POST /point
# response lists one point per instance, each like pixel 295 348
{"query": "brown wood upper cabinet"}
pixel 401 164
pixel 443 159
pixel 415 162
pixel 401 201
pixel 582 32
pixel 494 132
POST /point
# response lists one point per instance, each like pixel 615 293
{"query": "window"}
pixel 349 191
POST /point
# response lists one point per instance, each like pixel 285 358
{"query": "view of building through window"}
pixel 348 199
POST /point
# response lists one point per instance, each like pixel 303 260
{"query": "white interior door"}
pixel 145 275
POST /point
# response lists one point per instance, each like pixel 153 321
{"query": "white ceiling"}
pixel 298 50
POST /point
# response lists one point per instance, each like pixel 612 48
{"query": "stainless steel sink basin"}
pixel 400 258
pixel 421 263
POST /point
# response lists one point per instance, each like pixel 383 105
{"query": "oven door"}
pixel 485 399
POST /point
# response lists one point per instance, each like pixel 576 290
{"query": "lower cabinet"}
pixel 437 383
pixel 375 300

###

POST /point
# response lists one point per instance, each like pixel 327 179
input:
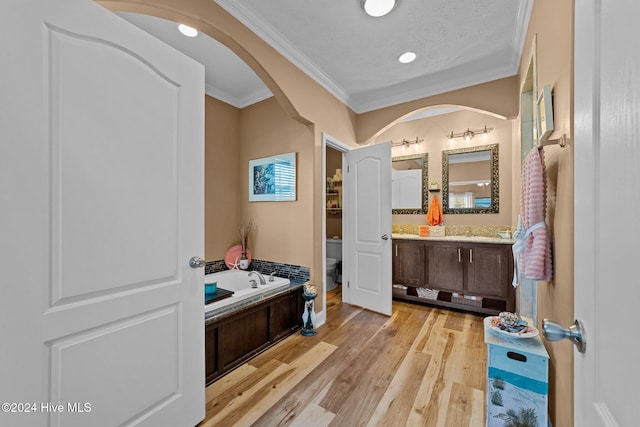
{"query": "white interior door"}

###

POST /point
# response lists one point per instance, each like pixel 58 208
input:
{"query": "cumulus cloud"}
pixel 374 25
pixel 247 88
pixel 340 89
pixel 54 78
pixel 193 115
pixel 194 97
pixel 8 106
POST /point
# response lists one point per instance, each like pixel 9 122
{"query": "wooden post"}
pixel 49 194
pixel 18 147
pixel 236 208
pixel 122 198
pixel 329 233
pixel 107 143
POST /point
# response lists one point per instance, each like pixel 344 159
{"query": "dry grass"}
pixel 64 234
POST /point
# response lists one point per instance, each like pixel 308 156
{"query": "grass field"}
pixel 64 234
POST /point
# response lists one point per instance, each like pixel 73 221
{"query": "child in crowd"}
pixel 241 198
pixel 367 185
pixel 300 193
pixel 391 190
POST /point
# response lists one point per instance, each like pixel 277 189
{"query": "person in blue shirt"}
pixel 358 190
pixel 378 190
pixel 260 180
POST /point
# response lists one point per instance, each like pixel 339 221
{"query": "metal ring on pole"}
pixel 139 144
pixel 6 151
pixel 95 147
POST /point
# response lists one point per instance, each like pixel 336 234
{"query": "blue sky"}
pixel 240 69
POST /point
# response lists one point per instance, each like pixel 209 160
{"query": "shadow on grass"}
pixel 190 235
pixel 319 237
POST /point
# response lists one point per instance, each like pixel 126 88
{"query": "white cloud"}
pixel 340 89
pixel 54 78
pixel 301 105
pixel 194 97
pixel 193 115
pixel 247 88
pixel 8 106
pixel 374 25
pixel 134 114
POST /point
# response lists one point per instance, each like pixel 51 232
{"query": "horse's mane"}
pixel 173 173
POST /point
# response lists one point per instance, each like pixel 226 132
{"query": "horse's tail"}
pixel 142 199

###

> PROBLEM
Report how many lines in the records contain the string "cabinet". Case counts, and the answer is the number alone.

> OUTPUT FOR THIS TASK
2